### Try it
After finding the line with "Where can you see the white laptop?" in the entries below, retype exactly each line from there through the line with "Where can you see the man wearing", including that final line.

### Dataset entries
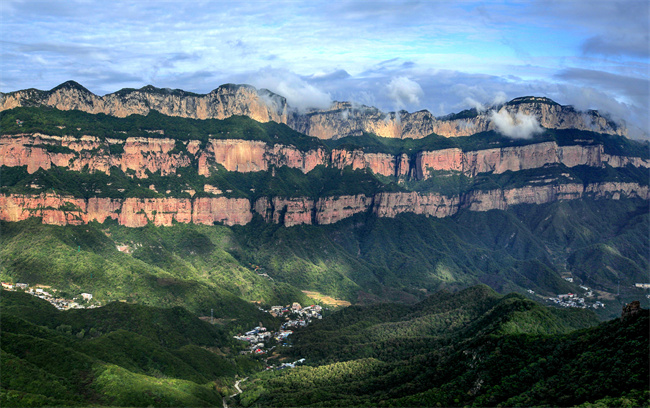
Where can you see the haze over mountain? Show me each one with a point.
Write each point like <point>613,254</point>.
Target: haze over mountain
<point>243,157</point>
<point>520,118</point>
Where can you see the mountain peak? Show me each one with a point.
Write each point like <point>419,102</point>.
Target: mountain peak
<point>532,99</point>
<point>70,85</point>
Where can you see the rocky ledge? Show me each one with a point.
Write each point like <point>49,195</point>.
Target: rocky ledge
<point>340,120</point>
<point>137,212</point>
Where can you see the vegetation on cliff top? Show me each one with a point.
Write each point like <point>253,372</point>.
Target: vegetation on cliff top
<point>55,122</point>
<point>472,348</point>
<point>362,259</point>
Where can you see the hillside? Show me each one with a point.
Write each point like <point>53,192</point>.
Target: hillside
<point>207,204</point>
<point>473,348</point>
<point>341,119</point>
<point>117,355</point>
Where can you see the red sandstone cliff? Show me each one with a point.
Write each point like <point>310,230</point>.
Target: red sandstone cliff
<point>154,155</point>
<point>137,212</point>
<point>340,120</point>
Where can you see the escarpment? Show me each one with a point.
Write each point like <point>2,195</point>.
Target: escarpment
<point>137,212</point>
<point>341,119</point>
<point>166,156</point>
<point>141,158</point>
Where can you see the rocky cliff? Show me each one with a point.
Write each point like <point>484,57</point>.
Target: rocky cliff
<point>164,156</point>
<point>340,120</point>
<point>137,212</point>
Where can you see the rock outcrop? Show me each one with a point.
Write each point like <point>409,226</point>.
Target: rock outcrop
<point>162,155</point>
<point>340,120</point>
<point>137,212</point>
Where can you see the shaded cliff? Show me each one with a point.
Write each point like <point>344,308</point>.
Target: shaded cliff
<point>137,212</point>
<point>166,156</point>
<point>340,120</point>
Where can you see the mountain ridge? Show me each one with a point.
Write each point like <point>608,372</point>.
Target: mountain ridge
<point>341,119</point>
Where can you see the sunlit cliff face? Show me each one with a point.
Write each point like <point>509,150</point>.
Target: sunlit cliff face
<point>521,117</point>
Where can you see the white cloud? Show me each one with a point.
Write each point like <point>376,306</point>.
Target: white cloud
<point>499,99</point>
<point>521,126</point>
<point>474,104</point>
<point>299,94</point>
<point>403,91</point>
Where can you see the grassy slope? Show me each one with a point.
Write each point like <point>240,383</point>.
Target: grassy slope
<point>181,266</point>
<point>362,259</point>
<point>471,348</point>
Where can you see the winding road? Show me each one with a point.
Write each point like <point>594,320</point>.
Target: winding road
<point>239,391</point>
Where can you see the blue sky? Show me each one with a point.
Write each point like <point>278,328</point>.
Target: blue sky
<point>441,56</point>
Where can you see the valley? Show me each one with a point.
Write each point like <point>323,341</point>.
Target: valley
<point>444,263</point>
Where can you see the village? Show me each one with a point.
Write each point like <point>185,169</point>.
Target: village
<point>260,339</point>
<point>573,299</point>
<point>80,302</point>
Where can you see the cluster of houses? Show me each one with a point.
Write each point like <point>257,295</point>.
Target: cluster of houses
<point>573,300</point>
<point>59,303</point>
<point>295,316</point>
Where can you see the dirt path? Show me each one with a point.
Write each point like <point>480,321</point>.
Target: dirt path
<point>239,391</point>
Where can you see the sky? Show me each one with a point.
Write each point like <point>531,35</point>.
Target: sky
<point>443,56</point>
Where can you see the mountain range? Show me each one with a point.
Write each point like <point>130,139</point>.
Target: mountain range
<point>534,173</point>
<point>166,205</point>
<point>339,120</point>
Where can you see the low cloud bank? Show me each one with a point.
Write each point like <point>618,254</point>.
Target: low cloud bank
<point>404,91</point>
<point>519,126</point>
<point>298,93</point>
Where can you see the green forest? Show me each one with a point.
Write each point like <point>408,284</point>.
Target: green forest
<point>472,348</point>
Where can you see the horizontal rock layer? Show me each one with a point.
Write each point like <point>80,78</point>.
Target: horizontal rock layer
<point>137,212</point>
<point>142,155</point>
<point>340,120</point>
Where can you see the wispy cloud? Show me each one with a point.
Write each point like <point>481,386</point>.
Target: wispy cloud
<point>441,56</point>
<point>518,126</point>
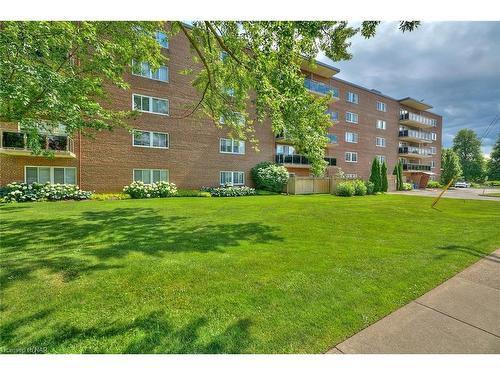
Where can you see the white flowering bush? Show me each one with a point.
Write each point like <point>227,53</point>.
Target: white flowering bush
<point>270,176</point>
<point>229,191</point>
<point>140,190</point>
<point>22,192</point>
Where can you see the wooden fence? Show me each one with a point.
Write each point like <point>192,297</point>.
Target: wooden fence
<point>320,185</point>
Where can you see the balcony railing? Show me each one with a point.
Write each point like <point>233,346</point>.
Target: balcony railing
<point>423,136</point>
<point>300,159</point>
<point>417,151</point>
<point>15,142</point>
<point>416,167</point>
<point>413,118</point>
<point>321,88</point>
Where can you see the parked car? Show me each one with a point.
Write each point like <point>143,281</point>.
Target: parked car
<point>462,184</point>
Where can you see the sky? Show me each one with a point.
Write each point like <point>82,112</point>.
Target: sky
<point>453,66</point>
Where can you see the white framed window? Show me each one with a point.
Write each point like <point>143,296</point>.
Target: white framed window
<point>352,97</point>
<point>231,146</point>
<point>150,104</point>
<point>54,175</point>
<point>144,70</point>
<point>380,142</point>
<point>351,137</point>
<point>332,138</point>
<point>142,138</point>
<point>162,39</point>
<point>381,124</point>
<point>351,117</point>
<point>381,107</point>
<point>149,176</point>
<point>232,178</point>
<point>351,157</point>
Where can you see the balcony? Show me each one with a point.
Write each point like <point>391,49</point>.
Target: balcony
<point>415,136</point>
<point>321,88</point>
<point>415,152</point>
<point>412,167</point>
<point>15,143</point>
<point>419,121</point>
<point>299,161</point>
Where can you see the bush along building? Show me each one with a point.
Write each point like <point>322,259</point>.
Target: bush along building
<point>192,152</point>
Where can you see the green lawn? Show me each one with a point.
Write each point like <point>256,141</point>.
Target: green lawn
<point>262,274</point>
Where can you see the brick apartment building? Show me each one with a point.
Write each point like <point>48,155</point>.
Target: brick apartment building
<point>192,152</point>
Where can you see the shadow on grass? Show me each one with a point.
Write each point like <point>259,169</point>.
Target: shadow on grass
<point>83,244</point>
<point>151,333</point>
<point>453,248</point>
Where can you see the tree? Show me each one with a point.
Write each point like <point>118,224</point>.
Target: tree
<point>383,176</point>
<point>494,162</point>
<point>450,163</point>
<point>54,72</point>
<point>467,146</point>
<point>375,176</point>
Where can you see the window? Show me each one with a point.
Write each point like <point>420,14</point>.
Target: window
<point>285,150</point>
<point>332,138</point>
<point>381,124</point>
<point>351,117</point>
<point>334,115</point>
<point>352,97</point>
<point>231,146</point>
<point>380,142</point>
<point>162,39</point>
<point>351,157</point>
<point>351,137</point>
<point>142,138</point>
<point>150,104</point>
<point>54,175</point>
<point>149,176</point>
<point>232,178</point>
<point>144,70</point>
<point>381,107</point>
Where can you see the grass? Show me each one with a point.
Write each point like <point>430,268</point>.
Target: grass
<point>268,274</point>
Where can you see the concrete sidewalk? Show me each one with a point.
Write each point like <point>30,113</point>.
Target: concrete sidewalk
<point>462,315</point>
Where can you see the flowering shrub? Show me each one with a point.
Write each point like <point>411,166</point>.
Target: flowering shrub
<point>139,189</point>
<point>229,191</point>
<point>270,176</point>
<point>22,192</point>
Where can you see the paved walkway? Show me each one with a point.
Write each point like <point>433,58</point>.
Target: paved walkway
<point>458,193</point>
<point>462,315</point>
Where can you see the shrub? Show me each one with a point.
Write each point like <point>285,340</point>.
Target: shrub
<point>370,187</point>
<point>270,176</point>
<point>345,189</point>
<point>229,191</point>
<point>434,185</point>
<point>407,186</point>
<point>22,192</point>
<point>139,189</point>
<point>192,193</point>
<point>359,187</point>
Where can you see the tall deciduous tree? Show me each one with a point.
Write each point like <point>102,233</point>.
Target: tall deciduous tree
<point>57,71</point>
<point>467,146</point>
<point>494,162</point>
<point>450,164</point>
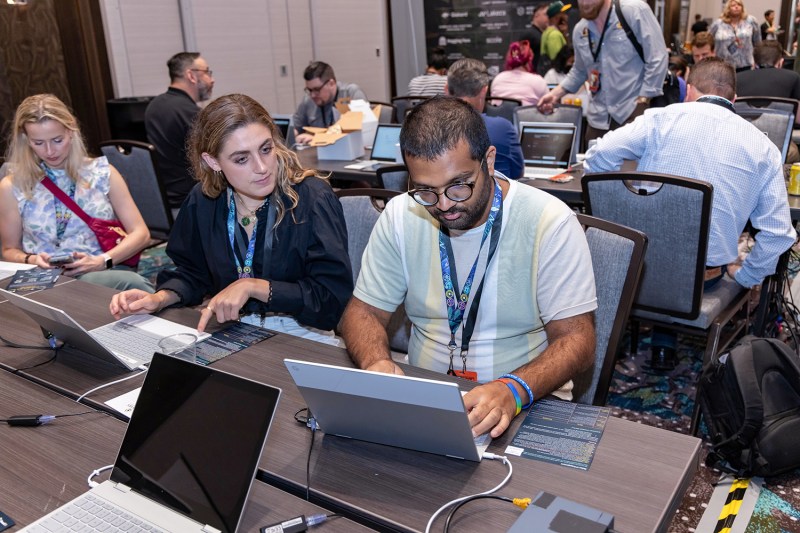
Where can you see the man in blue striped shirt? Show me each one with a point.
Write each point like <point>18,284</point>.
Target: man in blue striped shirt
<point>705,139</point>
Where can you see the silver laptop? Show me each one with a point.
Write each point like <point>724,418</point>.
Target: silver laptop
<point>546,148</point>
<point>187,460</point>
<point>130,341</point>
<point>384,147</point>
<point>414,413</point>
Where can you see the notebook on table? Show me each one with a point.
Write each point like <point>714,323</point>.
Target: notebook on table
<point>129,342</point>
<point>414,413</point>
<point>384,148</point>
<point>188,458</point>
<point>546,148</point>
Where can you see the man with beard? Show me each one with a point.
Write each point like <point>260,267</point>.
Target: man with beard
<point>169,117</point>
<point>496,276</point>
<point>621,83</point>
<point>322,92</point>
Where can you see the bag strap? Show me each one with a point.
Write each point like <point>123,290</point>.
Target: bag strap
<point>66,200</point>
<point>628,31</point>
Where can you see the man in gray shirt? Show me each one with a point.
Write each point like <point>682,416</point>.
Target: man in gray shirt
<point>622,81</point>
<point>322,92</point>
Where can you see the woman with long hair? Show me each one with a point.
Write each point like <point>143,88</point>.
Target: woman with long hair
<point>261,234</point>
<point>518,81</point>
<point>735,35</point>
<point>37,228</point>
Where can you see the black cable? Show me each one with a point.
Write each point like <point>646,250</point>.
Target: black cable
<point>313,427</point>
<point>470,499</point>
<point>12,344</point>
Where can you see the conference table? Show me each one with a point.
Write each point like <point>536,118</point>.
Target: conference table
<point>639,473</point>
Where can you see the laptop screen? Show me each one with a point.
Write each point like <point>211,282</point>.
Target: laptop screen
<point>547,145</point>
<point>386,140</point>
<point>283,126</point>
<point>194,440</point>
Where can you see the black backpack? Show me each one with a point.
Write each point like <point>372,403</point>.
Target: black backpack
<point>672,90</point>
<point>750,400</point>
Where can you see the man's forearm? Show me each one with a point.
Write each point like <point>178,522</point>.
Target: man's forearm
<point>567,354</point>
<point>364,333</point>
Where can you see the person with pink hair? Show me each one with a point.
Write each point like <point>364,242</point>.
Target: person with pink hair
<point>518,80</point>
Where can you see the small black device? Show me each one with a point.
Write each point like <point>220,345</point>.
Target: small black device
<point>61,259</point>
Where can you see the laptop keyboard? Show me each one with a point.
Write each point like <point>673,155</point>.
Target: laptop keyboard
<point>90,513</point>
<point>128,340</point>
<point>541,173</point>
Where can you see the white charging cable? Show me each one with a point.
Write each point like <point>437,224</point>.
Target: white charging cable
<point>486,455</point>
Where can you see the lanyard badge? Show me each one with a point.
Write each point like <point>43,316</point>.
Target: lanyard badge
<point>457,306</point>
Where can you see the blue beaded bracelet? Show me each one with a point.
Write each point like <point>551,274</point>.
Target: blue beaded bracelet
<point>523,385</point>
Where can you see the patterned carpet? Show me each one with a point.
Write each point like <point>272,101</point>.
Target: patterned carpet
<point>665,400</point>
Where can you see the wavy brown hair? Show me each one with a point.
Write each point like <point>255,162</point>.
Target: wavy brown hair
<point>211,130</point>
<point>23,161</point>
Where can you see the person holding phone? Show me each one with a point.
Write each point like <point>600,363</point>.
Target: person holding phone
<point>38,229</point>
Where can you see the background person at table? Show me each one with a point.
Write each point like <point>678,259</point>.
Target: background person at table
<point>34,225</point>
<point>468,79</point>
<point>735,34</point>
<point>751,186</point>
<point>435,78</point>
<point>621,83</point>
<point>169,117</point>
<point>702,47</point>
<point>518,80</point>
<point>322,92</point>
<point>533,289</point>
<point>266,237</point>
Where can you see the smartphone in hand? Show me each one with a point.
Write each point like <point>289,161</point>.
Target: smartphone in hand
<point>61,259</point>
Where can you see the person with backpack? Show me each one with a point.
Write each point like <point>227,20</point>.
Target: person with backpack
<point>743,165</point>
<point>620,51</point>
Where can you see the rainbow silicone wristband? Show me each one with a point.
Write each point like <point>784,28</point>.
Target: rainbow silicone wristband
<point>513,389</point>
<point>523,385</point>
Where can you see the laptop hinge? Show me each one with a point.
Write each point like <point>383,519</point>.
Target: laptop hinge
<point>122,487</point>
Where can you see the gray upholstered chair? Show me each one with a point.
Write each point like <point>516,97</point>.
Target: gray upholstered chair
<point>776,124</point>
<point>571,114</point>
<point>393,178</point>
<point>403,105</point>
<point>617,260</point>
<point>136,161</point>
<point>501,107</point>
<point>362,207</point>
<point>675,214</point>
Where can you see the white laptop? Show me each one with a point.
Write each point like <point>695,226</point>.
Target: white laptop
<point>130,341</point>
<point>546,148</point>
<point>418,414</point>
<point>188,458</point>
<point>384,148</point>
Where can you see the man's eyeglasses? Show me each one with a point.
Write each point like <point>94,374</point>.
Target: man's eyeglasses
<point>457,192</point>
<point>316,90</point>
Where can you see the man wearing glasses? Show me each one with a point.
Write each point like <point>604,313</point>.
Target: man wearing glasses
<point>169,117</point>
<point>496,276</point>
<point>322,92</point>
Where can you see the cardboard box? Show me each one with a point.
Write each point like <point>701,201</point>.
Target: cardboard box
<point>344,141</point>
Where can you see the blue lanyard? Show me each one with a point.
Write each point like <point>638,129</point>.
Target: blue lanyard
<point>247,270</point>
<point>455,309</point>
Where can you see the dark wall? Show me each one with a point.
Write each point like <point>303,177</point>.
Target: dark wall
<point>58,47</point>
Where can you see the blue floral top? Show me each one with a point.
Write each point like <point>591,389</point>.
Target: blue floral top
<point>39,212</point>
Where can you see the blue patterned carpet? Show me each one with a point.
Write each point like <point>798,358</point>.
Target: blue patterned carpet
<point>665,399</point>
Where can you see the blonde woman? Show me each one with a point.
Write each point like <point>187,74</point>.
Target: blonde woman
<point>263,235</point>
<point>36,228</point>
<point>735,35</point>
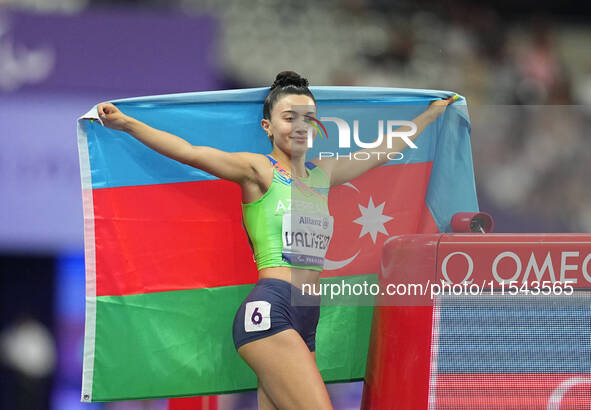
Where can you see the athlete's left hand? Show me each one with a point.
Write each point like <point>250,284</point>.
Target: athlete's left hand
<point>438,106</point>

### Answer
Where can you see the white laptop? Show me each one with a point.
Write each point like <point>695,226</point>.
Target: white laptop
<point>130,341</point>
<point>546,148</point>
<point>418,414</point>
<point>188,458</point>
<point>384,148</point>
Where can you see the man's eyeglasses? Show me each one with a point.
Write each point like <point>94,374</point>.
Target: man's eyeglasses
<point>457,192</point>
<point>316,90</point>
Where can you see the man wearing glasses? Show me each one with a point.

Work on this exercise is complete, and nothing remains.